Task —
Apart from the pictures, reproduce the data below exactly as it stands.

Point localization data:
____________

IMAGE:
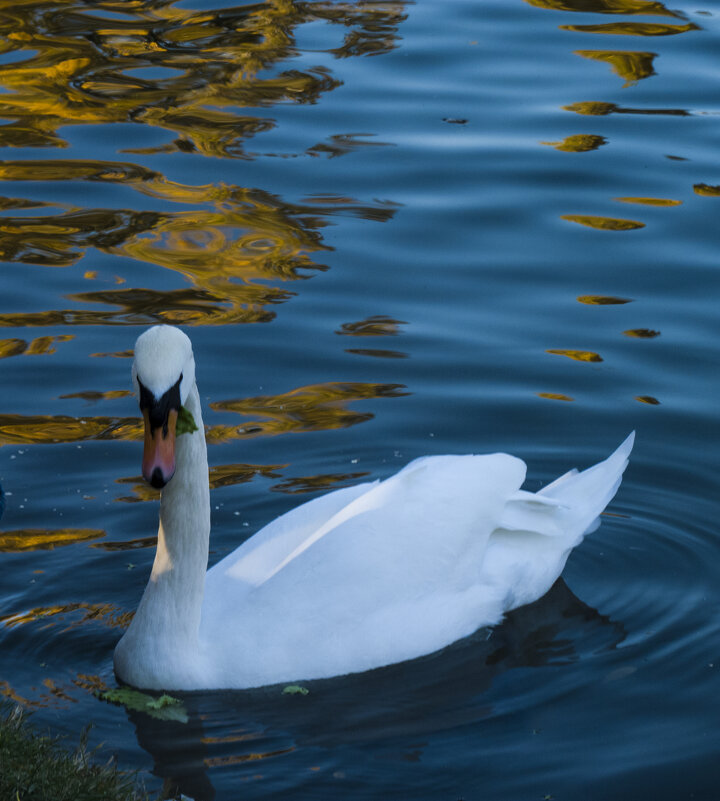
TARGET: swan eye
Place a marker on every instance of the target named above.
(159, 408)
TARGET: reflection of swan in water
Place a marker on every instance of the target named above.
(362, 577)
(416, 702)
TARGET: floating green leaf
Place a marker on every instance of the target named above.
(164, 708)
(185, 423)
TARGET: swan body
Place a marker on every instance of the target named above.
(359, 578)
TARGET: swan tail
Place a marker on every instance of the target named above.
(584, 495)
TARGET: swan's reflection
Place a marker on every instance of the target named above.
(413, 700)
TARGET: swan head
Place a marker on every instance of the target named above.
(163, 374)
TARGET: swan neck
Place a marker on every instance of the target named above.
(172, 603)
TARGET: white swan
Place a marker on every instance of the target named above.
(361, 577)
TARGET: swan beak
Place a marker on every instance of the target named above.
(159, 452)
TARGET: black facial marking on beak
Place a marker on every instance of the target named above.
(157, 479)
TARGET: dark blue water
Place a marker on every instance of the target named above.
(390, 229)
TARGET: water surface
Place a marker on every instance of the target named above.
(390, 229)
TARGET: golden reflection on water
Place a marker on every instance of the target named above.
(632, 28)
(83, 69)
(649, 201)
(600, 109)
(106, 614)
(603, 223)
(578, 143)
(40, 346)
(233, 253)
(645, 7)
(237, 244)
(554, 396)
(642, 333)
(319, 407)
(220, 476)
(44, 429)
(577, 355)
(707, 190)
(324, 482)
(45, 540)
(602, 300)
(378, 325)
(632, 66)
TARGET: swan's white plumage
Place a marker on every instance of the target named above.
(361, 577)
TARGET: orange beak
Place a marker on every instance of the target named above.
(159, 451)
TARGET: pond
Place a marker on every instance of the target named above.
(390, 229)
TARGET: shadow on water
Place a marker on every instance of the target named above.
(380, 710)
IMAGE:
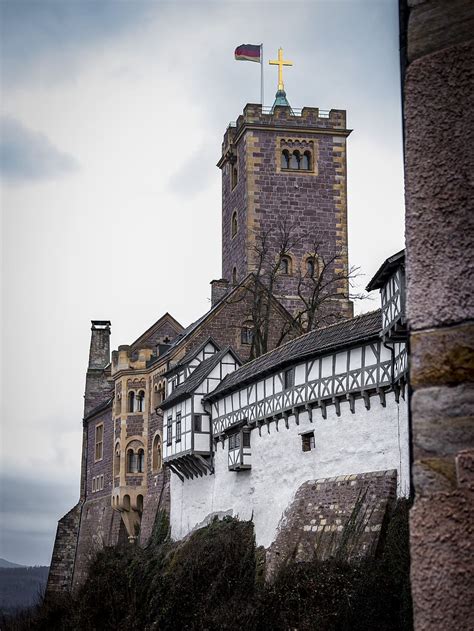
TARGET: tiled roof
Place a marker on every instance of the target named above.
(196, 377)
(319, 341)
(386, 270)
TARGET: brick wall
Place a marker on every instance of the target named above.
(343, 515)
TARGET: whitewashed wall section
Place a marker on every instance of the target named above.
(367, 440)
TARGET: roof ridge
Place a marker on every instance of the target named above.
(313, 331)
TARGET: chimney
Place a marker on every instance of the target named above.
(99, 353)
(219, 288)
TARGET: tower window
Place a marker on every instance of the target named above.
(234, 175)
(156, 454)
(307, 441)
(285, 265)
(306, 161)
(295, 160)
(234, 223)
(246, 334)
(289, 378)
(99, 441)
(140, 400)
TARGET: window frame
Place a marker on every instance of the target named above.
(99, 442)
(178, 427)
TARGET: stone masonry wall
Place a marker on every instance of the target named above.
(439, 162)
(64, 552)
(314, 203)
(334, 516)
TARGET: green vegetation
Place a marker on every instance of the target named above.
(213, 581)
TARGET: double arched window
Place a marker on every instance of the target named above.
(296, 160)
(135, 460)
(136, 401)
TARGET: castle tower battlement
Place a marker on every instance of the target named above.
(286, 167)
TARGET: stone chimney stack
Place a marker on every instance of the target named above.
(99, 353)
(219, 288)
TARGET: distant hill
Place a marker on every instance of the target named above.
(5, 563)
(21, 587)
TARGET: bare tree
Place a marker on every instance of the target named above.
(320, 284)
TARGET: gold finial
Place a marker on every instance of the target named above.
(280, 63)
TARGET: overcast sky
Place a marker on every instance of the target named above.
(112, 122)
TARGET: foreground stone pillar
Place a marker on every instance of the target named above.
(439, 168)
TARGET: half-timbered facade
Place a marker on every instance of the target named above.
(329, 403)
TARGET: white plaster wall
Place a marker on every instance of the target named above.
(369, 440)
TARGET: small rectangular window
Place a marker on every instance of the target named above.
(197, 423)
(289, 378)
(178, 427)
(99, 441)
(308, 442)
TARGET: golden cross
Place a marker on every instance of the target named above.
(280, 63)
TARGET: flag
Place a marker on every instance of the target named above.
(248, 52)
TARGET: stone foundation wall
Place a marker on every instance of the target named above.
(340, 517)
(64, 552)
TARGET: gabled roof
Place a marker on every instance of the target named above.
(386, 270)
(165, 318)
(196, 377)
(188, 331)
(317, 342)
(191, 354)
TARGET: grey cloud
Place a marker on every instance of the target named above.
(29, 155)
(29, 510)
(31, 30)
(194, 175)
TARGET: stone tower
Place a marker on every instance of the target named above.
(284, 167)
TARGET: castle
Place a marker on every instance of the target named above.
(276, 405)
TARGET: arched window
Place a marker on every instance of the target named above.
(306, 161)
(234, 223)
(140, 461)
(295, 160)
(131, 401)
(235, 175)
(246, 333)
(117, 459)
(285, 265)
(132, 461)
(140, 401)
(156, 454)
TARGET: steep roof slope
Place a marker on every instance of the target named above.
(329, 338)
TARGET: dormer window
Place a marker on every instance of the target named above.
(307, 441)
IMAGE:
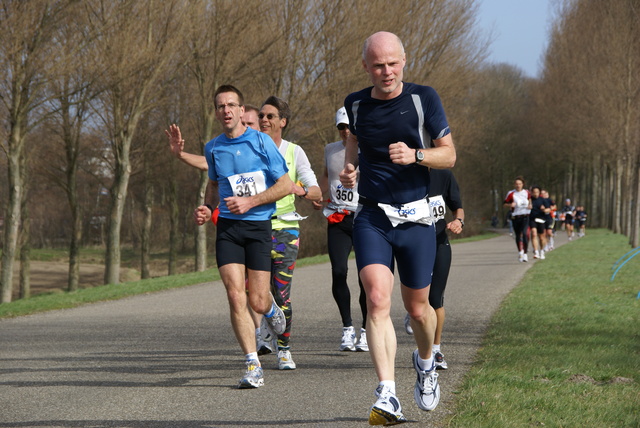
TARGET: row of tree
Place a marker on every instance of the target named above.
(89, 86)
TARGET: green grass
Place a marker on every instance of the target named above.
(564, 348)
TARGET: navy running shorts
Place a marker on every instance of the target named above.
(411, 245)
(244, 242)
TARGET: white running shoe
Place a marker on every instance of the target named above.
(440, 363)
(253, 376)
(263, 347)
(407, 324)
(387, 409)
(348, 339)
(285, 362)
(361, 343)
(277, 322)
(427, 389)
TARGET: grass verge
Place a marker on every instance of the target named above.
(52, 301)
(564, 348)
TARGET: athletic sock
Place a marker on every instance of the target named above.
(425, 363)
(272, 312)
(391, 384)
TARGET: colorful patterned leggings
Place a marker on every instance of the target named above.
(284, 252)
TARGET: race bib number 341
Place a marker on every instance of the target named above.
(438, 207)
(247, 184)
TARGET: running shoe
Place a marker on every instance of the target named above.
(277, 322)
(427, 389)
(253, 376)
(407, 324)
(361, 344)
(348, 339)
(285, 362)
(263, 347)
(387, 409)
(441, 364)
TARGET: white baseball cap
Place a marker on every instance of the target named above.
(341, 116)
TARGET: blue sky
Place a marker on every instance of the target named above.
(520, 29)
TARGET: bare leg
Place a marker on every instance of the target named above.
(423, 318)
(233, 278)
(378, 284)
(440, 314)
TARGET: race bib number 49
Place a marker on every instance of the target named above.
(247, 184)
(438, 208)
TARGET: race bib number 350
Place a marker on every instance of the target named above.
(247, 184)
(438, 207)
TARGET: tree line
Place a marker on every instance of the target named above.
(88, 88)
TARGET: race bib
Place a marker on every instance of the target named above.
(438, 207)
(247, 184)
(415, 212)
(292, 216)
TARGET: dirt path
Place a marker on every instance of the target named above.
(49, 277)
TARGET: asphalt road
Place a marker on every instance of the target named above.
(169, 359)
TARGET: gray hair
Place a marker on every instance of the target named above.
(367, 42)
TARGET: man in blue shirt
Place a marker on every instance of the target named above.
(249, 176)
(393, 123)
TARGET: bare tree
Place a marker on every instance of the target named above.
(26, 31)
(136, 45)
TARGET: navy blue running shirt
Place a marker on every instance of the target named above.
(415, 117)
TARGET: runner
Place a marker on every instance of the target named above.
(569, 212)
(391, 123)
(443, 193)
(342, 204)
(581, 220)
(242, 155)
(550, 220)
(273, 118)
(537, 222)
(519, 201)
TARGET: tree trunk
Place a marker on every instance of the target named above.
(118, 198)
(145, 245)
(174, 221)
(11, 222)
(617, 196)
(634, 239)
(76, 219)
(25, 255)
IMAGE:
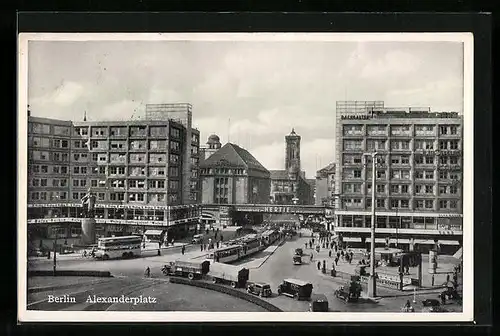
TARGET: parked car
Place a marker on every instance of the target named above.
(259, 288)
(297, 260)
(198, 238)
(319, 303)
(298, 289)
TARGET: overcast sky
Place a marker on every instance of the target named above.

____________

The completed task —
IMAGE:
TARGET: swan eye
Place a marker on every instance of the target named above.
(159, 408)
TARGET: reflection of swan in water
Place a marker on every instance of the target named above.
(362, 577)
(416, 702)
TARGET: floating green leaf
Place a marker on every instance of the target named above.
(164, 708)
(185, 423)
TARGET: swan body
Place a marker on every instance of the target named above.
(359, 578)
TARGET: swan tail
Place a marker on every instance of the target named above.
(584, 495)
TARGET: swan's reflection
Place a marker on every instance of the target named above.
(413, 700)
TARGET: swan head
Place a marker on every instance of the target named above.
(163, 374)
TARGET: swan neck
Place a marker on every instance of the target named above.
(172, 603)
TARGET: white swan
Place a marker on every instance of the target named above.
(361, 577)
TARGET: swan beak
Place a marker on every instance of the target named above.
(159, 452)
TARGET: black facial marking on beak
Place a marker on every instance of the target named above.
(157, 479)
TARGET: dark blue water
Place a marker on every instance of the target named above.
(390, 229)
TARGET: water surface
Place a marker on every instance of the target named above.
(390, 229)
TARGET: golden reflection on water
Place a marker on every instance of the target named above.
(632, 28)
(83, 69)
(649, 201)
(600, 109)
(106, 614)
(603, 223)
(578, 143)
(40, 346)
(233, 253)
(645, 7)
(237, 244)
(554, 396)
(642, 333)
(319, 407)
(220, 476)
(44, 429)
(577, 355)
(707, 190)
(324, 482)
(45, 540)
(602, 300)
(378, 325)
(632, 66)
TARGET: swan's white plumage
Place a marker on every instance of the target named above.
(361, 577)
TARGET: orange beak
Place a marker on every instance of the target named above.
(159, 451)
TARGET: pond
Place a marker on every instance of the target named above.
(390, 229)
TARGET: shadow on water
Place a marker on every instance of the target named above.
(380, 710)
IMAGE:
TARGET: tiled roof
Place a marker on every instance of the target named above.
(196, 377)
(319, 341)
(386, 270)
TARGET: brick wall
Place a marker on every instance of the target named above.
(343, 515)
TARGET: whitewashed wall section
Place a marker on every instance of the target named above.
(367, 440)
TARGET: roof ridge
Place a marker on every instance of the target named above.
(313, 331)
TARGET: chimney
Place a marker on every instance of the target named above.
(99, 353)
(219, 288)
TARGET: tower window
Place a marker on every instance of the target named above.
(234, 175)
(156, 454)
(307, 441)
(285, 265)
(306, 161)
(295, 160)
(234, 223)
(246, 334)
(289, 378)
(99, 441)
(140, 400)
TARGET: window frame
Place a marker on every instance of the target named above.
(99, 442)
(178, 427)
TARGET: stone masonry wall
Place a marker on every instance of the target named above.
(439, 162)
(64, 552)
(314, 203)
(334, 516)
TARGET: green vegetation
Place a marker on every instance of the target named above.
(213, 581)
TARGET: double arched window
Place a marker on every instance of the target named above.
(296, 160)
(135, 460)
(136, 401)
TARGET: castle tower battlement
Place a marker on every instance of the target named above.
(286, 167)
TARGET: stone chimney stack
Place a marker on every instance of the target named above.
(99, 353)
(219, 288)
TARGET: distant hill
Place a marker on every instance of the target named above.
(5, 563)
(21, 587)
TARGET: bare tree
Place a marker on every instance of the target named above.
(320, 284)
TARGET: gold finial
Place a marker on every instance of the target named above.
(280, 63)
TARGET: overcast sky
Place a marker on every instance of the target named above.
(112, 122)
TARGET: foreground stone pillar
Place a marker on every instance of the target named above.
(439, 168)
TARGET: half-timbered facade
Place a marker on every instance of the target named above.
(329, 403)
TARGET: white plaster wall
Place a marker on every instance of the target named above.
(369, 440)
TARGET: small rectangular window
Place a marker on every instance of the target named above.
(197, 423)
(289, 378)
(178, 427)
(99, 441)
(308, 442)
TARGET: golden cross
Place a marker on every instance of the target named above.
(280, 63)
TARGET: flag
Place a marker on every instance of the target named above.
(248, 52)
TARGET: stone foundation wall
Place a marker on every instance of the target named above.
(340, 517)
(64, 552)
TARGET: gabled roof
Place a marker on every instance of the target named above.
(386, 270)
(165, 318)
(196, 377)
(188, 331)
(317, 342)
(191, 354)
TARGET: grey cloud
Place a marker on every instance of the target named above.
(29, 155)
(29, 510)
(31, 30)
(194, 175)
TARGET: stone tower
Place a marker on every instance of the target named above.
(284, 167)
TARGET: castle
Place a marker on every instance of the target named above.
(276, 405)
TARGET: arched window
Place a marker on every instance of the target named above.
(306, 161)
(234, 223)
(140, 461)
(295, 160)
(131, 401)
(235, 175)
(246, 333)
(117, 459)
(285, 265)
(132, 461)
(140, 401)
(156, 454)
TARGET: steep roof slope
Place a marker on every instance of the target named above.
(329, 338)
TARGET: dormer window
Place a marker on every instance of the target named above.
(307, 441)
IMAGE:
TARGET: row of tree
Place a marker on every instance of the target named above.
(89, 86)
TARGET: green grass
Place a marker on every instance of the target named above.
(564, 348)
TARGET: navy running shorts
Place a marker on every instance of the target named above.
(411, 245)
(244, 242)
TARGET: white running shoe
Place a marker on every instance of the target named above.
(440, 363)
(253, 376)
(263, 347)
(407, 324)
(387, 409)
(348, 339)
(285, 362)
(361, 343)
(277, 322)
(427, 389)
TARGET: grass verge
Place a marker on every instance of the target named above.
(52, 301)
(564, 348)
TARGET: athletic sock
Place a marker on every instance of the target named above.
(425, 363)
(272, 312)
(391, 384)
TARGET: colorful patterned leggings
Place a marker on every instance of the target named above.
(284, 252)
TARGET: race bib number 341
Place a marker on every instance of the target named above.
(438, 207)
(247, 184)
TARGET: running shoe
Place a marker on every instance of the target named above.
(277, 322)
(427, 389)
(253, 376)
(407, 324)
(361, 344)
(348, 339)
(285, 362)
(263, 347)
(387, 409)
(441, 364)
TARGET: white baseball cap
Place a marker on every instance of the target named above.
(341, 116)
TARGET: blue sky
Place a marker on every instance of the target named above.
(520, 29)
TARGET: bare leg
Place a marker on every instance of the target named above.
(423, 318)
(233, 278)
(378, 284)
(440, 314)
TARGET: race bib number 49
Place a marker on every instance of the target named above.
(247, 184)
(438, 208)
TARGET: race bib number 350
Place a marker on every instance of the target named above.
(247, 184)
(438, 207)
TARGET: tree line
Place a marker on every instance of the target named above.
(88, 88)
TARGET: race bib
Place a marker on every instance of the target named above.
(438, 207)
(247, 184)
(415, 212)
(292, 216)
TARGET: dirt path
Place a marker on every instance of the target named above.
(49, 277)
TARGET: asphalt road
Place a marker on every instance of the target named above.
(169, 359)
TARGET: gray hair
Place a marker on every instance of the target named above.
(367, 42)
TARGET: man in blue shirt
Place a marker on every instance of the target named above.
(249, 176)
(393, 123)
TARGET: bare tree
Place a marker on every instance of the target named above.
(26, 31)
(136, 45)
TARGET: navy blue running shirt
Place a marker on every instance of the target named above.
(415, 117)
TARGET: runner
Place a marker on every instance of the target named above.
(569, 212)
(391, 123)
(443, 193)
(342, 204)
(581, 220)
(242, 155)
(550, 220)
(273, 118)
(537, 222)
(519, 201)
TARGET: tree trunk
Place a marker on every instance of the target named above.
(118, 198)
(145, 245)
(174, 221)
(11, 222)
(617, 196)
(634, 239)
(76, 219)
(25, 255)
IMAGE:
TARGET: parked car
Place a marker on every instance of the target named above.
(259, 288)
(297, 260)
(198, 238)
(319, 303)
(298, 289)
TARGET: overcast sky
Place a marker on every instance of the target named above.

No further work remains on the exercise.